→ **Prompt**: Update the stretch from the start of the listing through the line containing "(784, 1073)" by replacing "backpack" with "knapsack", keeping all else the same.

→ **Position annotation records**:
○ ○ ○
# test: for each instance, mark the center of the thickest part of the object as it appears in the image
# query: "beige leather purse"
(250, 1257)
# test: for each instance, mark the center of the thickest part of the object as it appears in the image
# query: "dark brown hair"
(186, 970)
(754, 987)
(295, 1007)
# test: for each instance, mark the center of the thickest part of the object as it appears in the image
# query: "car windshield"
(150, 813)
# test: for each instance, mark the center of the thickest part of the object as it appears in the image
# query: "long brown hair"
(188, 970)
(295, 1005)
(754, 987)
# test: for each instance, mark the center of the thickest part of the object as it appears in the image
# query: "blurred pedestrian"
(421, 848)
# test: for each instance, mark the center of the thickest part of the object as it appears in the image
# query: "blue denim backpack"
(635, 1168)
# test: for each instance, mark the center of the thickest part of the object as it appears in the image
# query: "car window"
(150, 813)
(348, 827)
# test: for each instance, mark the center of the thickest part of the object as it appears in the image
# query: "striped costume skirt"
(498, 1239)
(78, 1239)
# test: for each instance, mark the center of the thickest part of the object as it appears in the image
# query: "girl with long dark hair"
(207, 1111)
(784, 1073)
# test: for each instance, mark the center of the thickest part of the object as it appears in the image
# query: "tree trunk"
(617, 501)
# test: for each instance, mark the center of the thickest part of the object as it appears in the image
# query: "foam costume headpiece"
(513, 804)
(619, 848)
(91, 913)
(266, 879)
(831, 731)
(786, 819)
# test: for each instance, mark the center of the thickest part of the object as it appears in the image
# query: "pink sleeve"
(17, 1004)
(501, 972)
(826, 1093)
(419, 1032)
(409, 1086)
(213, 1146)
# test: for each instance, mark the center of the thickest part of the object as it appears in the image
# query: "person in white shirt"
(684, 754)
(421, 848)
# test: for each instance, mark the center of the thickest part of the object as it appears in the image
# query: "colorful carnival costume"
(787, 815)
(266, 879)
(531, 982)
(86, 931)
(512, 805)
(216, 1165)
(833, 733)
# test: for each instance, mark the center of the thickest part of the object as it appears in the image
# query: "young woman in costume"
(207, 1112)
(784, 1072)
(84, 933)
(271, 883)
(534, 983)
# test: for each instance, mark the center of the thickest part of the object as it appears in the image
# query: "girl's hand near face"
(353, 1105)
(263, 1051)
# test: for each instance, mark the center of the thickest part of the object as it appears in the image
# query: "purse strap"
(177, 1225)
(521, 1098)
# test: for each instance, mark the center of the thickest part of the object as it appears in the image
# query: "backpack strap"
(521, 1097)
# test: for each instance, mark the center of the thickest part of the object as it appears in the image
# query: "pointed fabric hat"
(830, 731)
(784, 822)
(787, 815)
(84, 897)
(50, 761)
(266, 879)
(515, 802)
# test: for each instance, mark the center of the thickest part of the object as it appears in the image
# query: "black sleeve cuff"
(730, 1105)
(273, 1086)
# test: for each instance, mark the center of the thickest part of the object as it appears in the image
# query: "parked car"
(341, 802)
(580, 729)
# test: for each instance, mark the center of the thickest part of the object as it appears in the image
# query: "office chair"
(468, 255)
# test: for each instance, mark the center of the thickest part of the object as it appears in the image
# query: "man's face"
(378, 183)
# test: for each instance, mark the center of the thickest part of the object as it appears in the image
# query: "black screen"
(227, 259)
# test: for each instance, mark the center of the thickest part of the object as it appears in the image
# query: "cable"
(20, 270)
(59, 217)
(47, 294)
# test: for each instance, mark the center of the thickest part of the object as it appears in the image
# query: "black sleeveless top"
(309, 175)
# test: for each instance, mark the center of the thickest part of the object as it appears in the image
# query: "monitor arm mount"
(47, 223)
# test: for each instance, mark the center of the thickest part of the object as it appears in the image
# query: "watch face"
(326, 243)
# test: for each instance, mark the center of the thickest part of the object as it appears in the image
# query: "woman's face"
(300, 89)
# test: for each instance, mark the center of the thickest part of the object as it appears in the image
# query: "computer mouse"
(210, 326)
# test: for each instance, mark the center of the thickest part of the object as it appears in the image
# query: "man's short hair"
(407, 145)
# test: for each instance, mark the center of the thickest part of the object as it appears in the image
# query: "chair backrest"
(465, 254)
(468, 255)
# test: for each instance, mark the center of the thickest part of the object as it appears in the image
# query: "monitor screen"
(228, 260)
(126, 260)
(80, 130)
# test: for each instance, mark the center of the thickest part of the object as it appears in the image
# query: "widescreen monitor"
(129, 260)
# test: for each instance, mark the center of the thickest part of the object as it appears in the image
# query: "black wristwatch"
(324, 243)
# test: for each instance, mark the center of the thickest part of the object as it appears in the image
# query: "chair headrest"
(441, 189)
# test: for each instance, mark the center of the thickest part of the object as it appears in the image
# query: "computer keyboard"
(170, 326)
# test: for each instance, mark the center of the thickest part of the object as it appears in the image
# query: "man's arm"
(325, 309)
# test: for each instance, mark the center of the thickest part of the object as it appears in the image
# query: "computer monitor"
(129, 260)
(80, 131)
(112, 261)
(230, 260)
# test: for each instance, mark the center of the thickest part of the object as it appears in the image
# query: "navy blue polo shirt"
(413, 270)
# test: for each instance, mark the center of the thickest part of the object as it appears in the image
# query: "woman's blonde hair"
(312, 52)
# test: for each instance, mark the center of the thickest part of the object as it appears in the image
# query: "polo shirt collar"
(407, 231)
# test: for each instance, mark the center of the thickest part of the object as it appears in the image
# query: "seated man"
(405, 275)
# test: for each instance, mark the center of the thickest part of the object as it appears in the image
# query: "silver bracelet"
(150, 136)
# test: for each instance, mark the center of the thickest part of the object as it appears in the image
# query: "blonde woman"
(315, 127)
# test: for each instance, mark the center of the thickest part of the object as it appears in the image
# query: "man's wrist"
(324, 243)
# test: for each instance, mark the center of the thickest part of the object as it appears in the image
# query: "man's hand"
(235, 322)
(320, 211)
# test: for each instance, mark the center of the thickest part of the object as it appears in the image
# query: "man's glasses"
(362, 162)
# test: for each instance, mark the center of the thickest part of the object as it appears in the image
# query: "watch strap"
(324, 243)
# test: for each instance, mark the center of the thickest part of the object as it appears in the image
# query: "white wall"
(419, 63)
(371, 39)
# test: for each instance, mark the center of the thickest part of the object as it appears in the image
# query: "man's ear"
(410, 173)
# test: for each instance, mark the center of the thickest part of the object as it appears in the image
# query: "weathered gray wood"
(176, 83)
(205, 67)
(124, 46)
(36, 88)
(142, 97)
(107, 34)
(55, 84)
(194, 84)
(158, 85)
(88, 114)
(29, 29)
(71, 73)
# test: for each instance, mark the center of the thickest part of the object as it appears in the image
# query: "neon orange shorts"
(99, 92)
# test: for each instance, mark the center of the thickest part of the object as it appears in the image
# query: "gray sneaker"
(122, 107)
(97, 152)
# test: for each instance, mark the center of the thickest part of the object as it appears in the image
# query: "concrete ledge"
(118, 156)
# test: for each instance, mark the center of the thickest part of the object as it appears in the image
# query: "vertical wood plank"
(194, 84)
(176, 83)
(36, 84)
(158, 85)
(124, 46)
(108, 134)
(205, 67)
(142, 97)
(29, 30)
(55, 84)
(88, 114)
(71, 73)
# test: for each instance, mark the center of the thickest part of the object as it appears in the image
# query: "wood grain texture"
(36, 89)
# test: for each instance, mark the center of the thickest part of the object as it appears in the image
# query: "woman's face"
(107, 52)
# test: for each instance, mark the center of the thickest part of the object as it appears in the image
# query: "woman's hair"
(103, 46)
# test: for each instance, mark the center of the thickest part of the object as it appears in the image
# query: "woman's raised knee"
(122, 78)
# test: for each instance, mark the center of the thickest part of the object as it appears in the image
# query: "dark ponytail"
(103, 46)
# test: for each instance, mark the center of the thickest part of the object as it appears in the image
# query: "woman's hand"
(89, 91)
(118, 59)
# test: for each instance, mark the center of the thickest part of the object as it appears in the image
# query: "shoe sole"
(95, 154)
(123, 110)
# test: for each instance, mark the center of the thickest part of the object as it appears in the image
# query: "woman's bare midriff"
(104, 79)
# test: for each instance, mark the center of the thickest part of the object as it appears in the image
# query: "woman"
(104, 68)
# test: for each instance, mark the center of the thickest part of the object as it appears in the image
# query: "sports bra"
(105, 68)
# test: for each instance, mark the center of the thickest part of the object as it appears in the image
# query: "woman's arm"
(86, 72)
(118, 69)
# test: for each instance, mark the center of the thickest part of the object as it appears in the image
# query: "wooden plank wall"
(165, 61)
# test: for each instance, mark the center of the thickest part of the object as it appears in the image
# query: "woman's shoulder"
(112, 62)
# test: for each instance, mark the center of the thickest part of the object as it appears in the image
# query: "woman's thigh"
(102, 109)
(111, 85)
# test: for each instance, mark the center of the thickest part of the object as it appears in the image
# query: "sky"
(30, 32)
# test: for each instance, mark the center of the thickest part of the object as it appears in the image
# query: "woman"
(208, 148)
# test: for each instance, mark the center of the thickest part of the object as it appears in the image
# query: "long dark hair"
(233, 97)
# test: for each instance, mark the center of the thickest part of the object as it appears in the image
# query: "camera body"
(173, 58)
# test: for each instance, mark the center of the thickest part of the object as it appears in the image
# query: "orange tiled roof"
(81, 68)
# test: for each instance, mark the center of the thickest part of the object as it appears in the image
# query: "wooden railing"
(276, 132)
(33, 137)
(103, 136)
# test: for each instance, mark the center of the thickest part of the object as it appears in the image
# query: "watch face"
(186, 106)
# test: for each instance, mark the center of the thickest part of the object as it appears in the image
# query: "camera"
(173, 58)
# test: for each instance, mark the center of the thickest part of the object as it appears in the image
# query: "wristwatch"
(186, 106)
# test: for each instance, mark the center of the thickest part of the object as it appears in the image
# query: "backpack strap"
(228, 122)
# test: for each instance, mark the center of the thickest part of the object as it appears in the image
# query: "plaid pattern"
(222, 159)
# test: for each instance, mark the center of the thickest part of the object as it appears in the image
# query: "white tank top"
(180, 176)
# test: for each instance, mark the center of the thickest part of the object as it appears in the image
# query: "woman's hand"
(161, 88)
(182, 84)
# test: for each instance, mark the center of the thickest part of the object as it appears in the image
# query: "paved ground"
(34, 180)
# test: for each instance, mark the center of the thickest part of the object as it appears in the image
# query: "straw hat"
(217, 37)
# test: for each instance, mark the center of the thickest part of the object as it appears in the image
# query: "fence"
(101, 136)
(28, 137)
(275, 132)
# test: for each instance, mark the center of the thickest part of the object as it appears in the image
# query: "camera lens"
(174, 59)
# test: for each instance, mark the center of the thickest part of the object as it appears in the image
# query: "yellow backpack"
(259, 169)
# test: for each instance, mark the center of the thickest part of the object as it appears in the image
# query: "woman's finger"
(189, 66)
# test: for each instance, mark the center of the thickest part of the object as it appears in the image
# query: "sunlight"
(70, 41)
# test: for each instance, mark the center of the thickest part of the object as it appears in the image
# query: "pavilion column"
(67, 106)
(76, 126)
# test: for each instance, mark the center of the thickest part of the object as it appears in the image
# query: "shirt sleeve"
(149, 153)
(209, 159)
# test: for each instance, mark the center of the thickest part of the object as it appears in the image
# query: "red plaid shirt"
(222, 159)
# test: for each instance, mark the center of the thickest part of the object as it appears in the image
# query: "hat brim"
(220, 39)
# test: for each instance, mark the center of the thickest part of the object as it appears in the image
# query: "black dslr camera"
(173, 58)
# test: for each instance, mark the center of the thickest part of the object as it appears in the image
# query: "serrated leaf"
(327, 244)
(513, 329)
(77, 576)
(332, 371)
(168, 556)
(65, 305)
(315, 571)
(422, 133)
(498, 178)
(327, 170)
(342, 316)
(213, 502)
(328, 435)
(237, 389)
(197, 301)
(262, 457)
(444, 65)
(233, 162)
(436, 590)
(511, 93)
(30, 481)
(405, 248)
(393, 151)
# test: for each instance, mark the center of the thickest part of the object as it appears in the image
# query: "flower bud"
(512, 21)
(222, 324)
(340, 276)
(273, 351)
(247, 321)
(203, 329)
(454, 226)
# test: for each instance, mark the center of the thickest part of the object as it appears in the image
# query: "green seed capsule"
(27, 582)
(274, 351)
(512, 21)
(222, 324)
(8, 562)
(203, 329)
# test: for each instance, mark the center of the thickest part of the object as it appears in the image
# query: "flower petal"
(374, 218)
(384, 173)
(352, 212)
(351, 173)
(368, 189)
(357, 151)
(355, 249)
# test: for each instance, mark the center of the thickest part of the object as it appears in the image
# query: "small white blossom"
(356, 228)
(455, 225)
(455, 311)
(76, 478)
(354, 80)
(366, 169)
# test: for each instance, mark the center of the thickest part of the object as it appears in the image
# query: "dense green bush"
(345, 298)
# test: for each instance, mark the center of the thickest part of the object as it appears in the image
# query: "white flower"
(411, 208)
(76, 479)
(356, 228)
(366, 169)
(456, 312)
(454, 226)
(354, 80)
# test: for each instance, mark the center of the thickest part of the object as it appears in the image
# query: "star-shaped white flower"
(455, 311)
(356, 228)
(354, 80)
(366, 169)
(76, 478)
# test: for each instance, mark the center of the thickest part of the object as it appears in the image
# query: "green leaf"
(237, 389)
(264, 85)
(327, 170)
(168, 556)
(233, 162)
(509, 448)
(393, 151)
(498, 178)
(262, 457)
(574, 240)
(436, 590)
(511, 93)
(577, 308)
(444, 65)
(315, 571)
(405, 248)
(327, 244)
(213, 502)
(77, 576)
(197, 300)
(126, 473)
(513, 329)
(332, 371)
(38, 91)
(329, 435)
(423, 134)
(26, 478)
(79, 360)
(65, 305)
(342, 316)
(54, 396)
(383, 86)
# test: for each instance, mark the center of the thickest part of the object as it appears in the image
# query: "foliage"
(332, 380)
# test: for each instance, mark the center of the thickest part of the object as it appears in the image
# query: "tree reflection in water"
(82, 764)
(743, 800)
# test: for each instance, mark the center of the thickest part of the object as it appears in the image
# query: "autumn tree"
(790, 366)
○ ○ ○
→ **Result for this task**:
# test: for each instance, mark the center of the thickest part of the object as it appears in the image
# query: "beige leather purse"
(250, 1257)
# test: for each instance, mark the center of the thickest part of the object as it appears in the image
# query: "dark brown hair"
(186, 970)
(754, 987)
(295, 1007)
# test: for each instance, mark the center of the thickest part of the object as it appears in the image
# query: "car windshield"
(150, 813)
# test: for each instance, mark the center of the thickest part of the object as it appears in the image
# query: "long brown hair"
(188, 970)
(295, 1005)
(754, 987)
# test: for each instance, mark the center of the thickest part of the object as it appears in the image
# query: "blurred pedestrian"
(421, 848)
# test: for each instance, mark the center of the thickest part of the object as it appears in the image
# query: "blue denim knapsack"
(635, 1168)
# test: for each instance, mark the center of the thickest part of the object as it appears in the image
# query: "car window"
(150, 813)
(348, 827)
# test: for each instance, mark the center of the thickest part of the object as it appears in the image
# query: "striped costume skirt"
(498, 1239)
(78, 1239)
# test: for each instance, mark the center of the thickest part of the object as it appears in the image
# query: "girl with long dark hair"
(207, 1111)
(784, 1073)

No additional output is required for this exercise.